■ TASK TO CARRY OUT ■
Reproduce verbatim the passage of the transfer restrictions text below, starting at "to be dated" and ending at "prior thereto (a)".

4. Restrictions on Transfer.

 

4.1. Securities Law Restrictions.
In addition to any restrictions to be contained in that certain letter agreement (commonly known as an “Insider Letter”)
to be dated as of the closing of the Company’s initial public offering by and between Representative and the Company, the Representative
agrees not to sell, transfer, pledge, hypothecate or otherwise dispose of all or any part of the Securities unless, prior thereto (a)
a registration statement on the appropriate form under the Securities Act and applicable state
securities laws with respect to the Securities proposed to be transferred shall then be effective or (b) the Company has received an opinion
from counsel reasonably satisfactory to the Company, that such registration is not required because such transaction is exempt from registration
under the Securities Act and the rules promulgated by the Securities and Exchange Commission thereunder and with all applicable
state securities laws.

 

4.2 Lock-up. The
Representative acknowledges that the Securities will be subject to lock-up provisions (the “Lock-up”) contained in
the Insider Letter. Pursuant to the Insider Letter, and subject to the exceptions contained therein, the Representative will agree not
to sell, transfer, pledge, hypothecate or otherwise dispose of: (i) all or any part of the Shares until the earlier to occur of: (A) one
year after the completion of the Company’s initial business combination or (B) the date on which the Company completes a liquidation,
merger, stock exchange or other similar transaction after its initial business combination that results in all of its shareholders having
the right to exchange their shares of Ordinary Shares for cash, securities or other property. Notwithstanding the foregoing, if the last
sale price of the Ordinary Shares equals or exceeds $12.00 per share (as adjusted for share splits, share dividends, reorganizations,
recapitalizations and the like) for any 20 trading days within any 30-trading day period commencing at least 150 days after the Company’s
initial business combination the Shares will be released from the Lock-up or (ii) all or any part of the Private Placement Warrants, or
the Class A Ordinary Shares issuable upon exercise of such Private Placement Warrants, until 30 days after the completion of the Company’s
initial business combination.

 

4.3 Restrictive Legends.

■ DATA SECTION ■

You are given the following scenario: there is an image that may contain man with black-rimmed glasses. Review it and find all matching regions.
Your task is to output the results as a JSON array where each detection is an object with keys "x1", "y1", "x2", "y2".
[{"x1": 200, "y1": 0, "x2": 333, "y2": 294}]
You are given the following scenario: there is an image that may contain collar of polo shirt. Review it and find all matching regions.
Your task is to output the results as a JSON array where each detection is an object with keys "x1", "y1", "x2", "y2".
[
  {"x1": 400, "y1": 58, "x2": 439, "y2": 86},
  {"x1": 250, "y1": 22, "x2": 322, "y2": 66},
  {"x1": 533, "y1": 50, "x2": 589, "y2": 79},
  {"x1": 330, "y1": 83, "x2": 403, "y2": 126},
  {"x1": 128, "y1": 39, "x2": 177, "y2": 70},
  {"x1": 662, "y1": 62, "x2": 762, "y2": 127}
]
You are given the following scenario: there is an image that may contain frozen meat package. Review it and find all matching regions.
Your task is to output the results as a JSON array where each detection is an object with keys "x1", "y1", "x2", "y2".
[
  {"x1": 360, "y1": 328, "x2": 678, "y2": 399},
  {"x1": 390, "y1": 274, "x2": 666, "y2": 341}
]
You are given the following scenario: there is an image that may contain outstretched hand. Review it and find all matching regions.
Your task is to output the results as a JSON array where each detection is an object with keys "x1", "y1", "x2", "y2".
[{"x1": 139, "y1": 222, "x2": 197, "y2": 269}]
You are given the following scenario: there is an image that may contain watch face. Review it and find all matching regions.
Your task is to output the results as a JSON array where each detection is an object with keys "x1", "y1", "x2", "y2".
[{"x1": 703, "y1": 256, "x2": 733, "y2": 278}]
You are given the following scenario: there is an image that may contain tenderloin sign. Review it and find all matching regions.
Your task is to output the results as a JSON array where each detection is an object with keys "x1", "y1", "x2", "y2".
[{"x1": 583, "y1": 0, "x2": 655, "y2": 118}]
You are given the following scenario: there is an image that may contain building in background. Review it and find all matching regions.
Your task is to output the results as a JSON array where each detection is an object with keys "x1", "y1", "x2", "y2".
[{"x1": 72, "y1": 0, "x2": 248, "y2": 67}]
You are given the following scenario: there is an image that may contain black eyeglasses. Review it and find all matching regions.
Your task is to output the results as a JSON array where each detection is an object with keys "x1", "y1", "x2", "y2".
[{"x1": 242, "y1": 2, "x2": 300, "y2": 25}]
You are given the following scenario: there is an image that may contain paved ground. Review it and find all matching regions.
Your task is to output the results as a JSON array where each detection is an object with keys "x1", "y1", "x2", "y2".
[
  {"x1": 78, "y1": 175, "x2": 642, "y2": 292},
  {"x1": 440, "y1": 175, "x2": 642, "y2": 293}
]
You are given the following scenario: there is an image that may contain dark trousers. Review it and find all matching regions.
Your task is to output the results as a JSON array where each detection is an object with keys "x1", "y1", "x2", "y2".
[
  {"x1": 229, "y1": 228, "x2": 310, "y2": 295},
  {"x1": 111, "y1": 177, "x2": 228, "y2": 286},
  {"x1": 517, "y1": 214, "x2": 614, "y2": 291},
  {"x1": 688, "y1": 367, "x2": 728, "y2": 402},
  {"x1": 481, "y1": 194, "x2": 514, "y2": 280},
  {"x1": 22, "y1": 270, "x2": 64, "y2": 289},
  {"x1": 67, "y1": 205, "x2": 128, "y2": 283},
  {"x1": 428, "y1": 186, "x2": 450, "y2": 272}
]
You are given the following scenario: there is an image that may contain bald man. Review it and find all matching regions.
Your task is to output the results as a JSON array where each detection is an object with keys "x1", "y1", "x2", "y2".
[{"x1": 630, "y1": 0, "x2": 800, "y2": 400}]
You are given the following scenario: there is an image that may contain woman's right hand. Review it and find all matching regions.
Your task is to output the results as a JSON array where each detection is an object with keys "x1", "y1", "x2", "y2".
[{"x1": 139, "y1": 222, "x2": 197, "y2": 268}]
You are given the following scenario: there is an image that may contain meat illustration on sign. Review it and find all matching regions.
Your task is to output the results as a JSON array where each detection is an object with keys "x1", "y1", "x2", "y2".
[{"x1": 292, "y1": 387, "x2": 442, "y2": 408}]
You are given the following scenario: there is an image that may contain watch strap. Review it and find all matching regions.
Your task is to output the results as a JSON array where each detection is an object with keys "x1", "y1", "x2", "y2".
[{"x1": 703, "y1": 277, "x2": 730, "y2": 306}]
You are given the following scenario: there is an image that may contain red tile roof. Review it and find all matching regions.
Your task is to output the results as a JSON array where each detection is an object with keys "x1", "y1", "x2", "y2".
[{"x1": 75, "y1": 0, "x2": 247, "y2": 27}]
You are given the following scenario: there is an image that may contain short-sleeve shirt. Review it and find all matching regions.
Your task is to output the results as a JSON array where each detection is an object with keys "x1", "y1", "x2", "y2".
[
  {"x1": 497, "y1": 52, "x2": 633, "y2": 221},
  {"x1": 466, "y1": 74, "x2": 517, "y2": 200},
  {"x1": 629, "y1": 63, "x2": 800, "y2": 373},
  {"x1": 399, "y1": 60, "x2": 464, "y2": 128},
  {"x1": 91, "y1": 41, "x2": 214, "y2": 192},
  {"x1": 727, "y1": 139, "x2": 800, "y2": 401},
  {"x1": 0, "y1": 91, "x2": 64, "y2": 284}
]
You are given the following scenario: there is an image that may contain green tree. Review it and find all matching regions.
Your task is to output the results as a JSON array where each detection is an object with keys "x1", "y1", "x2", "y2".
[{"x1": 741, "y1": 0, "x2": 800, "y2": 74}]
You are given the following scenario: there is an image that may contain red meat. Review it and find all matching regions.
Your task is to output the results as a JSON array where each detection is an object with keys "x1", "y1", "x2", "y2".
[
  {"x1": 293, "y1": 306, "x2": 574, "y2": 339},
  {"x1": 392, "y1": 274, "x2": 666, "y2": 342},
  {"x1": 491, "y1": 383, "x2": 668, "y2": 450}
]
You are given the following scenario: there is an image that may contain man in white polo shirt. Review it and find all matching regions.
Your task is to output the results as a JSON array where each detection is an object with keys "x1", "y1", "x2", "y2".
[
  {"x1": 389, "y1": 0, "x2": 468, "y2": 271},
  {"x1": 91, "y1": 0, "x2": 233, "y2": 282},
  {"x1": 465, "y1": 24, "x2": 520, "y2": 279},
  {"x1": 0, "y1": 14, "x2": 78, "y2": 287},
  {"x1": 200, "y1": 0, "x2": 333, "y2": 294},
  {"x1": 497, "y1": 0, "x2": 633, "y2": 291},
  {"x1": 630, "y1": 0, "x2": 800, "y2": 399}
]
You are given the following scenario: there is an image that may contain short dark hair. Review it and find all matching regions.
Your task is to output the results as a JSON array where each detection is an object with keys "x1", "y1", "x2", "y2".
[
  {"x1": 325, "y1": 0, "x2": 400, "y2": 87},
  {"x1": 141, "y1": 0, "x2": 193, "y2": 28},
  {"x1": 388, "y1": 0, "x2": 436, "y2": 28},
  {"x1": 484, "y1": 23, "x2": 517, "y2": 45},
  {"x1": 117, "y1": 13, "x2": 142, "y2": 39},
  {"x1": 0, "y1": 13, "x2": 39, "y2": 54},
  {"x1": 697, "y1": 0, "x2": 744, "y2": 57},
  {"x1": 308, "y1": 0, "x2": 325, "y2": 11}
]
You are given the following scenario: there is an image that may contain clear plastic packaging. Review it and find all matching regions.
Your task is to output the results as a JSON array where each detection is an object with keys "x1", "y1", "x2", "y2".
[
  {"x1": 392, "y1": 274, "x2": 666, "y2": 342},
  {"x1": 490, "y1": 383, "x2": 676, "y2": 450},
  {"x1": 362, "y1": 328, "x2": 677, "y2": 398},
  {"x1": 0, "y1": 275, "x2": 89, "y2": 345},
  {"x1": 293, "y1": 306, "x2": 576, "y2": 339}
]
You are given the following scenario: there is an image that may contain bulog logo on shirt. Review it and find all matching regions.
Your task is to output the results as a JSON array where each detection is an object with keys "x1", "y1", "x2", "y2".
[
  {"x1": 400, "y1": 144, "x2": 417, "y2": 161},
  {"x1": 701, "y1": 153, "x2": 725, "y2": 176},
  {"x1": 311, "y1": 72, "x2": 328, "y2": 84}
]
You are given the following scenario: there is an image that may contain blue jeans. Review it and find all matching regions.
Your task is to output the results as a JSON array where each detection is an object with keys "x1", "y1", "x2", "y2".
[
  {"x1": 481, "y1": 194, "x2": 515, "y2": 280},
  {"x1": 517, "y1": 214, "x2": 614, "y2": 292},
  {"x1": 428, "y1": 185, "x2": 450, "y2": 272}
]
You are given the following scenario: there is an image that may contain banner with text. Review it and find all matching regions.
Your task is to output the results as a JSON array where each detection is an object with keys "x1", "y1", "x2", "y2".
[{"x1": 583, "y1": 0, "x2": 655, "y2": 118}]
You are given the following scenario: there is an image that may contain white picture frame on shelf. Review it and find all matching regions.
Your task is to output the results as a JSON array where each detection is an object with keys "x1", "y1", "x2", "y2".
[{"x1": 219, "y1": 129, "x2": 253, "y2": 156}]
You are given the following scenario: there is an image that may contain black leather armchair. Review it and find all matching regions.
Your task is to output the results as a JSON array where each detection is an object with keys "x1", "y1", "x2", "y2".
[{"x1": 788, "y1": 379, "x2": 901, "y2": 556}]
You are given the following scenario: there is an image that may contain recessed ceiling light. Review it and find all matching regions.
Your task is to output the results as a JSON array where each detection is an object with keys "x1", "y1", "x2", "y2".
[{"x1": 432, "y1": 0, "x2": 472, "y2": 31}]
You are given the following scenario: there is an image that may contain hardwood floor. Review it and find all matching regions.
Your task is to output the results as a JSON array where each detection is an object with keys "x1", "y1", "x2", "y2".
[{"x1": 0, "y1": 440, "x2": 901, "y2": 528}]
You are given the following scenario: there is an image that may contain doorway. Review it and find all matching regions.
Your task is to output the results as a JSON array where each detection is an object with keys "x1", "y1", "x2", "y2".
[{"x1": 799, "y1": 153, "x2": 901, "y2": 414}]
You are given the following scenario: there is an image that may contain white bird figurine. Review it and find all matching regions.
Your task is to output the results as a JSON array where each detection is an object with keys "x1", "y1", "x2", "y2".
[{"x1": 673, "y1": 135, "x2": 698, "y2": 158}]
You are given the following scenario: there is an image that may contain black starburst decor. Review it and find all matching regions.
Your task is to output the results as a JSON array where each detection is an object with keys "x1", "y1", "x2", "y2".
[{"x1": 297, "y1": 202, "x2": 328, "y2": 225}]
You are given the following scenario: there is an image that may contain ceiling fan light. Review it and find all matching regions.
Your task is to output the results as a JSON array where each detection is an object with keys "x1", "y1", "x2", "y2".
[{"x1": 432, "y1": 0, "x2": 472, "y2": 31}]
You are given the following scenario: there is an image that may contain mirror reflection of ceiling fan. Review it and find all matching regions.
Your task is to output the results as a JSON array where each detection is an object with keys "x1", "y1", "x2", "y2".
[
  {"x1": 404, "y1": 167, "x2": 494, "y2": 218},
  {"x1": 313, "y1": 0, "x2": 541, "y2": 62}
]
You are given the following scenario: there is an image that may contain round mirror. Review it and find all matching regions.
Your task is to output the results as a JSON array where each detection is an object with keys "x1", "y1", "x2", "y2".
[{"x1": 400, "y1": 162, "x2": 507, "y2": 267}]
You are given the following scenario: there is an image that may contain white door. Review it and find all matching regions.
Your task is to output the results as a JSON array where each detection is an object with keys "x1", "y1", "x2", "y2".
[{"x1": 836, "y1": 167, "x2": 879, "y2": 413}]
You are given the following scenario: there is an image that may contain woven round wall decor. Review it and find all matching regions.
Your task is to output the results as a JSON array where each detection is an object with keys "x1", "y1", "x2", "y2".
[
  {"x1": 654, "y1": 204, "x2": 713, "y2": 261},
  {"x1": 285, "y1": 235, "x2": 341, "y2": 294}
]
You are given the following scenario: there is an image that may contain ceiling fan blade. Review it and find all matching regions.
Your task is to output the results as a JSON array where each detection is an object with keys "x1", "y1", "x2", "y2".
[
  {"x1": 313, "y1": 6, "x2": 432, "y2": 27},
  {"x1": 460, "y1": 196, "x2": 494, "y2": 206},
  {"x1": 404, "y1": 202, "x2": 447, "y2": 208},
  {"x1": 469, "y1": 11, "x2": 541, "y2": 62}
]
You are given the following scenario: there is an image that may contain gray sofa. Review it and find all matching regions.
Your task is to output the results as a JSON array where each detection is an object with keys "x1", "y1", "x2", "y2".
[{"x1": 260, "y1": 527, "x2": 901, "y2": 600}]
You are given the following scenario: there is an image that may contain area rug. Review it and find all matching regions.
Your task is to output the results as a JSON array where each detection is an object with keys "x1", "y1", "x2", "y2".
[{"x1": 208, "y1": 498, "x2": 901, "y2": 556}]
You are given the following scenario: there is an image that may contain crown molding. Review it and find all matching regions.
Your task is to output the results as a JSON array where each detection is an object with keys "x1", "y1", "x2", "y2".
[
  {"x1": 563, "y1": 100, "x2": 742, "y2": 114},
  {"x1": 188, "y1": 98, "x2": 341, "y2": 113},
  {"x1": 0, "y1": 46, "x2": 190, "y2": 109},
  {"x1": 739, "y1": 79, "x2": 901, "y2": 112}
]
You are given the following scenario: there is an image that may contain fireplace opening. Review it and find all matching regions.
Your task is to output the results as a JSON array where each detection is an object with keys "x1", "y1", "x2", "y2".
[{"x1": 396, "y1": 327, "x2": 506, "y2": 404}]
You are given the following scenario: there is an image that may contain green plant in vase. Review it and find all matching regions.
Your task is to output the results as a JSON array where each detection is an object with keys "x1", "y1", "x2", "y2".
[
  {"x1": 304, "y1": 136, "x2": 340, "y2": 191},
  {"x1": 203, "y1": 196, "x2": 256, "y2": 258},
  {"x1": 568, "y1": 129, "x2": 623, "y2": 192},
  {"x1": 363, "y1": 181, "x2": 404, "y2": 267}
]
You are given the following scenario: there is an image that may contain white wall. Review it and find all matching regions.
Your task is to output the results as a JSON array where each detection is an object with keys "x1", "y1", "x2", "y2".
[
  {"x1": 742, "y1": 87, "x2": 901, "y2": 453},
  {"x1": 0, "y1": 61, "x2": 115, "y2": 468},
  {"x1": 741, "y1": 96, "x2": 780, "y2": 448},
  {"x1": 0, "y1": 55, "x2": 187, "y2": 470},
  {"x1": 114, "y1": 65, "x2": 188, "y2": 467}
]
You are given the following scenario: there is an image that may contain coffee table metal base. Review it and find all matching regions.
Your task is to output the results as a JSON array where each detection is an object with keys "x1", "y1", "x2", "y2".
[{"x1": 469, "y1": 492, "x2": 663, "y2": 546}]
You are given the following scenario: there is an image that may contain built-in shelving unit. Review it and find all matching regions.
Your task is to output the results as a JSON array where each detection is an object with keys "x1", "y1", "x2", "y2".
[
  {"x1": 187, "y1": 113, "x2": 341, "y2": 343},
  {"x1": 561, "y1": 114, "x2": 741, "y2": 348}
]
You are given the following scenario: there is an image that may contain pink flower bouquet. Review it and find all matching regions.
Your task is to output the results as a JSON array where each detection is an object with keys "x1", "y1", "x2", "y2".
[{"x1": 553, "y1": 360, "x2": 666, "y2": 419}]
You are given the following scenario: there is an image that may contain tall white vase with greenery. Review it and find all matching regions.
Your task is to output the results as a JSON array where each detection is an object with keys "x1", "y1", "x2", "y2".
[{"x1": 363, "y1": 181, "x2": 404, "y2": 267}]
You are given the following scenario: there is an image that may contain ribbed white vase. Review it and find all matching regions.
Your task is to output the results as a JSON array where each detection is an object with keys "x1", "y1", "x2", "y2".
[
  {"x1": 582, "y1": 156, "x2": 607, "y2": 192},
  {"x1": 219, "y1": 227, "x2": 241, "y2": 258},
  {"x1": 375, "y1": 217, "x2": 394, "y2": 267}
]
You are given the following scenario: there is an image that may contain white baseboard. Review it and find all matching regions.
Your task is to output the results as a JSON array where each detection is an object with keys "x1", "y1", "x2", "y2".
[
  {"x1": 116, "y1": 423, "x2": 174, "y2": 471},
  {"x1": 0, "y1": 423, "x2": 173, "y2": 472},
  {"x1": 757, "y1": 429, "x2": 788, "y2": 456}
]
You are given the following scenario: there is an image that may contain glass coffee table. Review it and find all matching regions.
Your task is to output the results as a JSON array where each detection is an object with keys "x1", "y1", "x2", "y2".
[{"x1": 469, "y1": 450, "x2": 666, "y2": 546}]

■ EXERCISE ANSWER ■
to be dated as of the closing of the Company’s initial public offering by and between Representative and the Company, the Representative
agrees not to sell, transfer, pledge, hypothecate or otherwise dispose of all or any part of the Securities unless, prior thereto (a)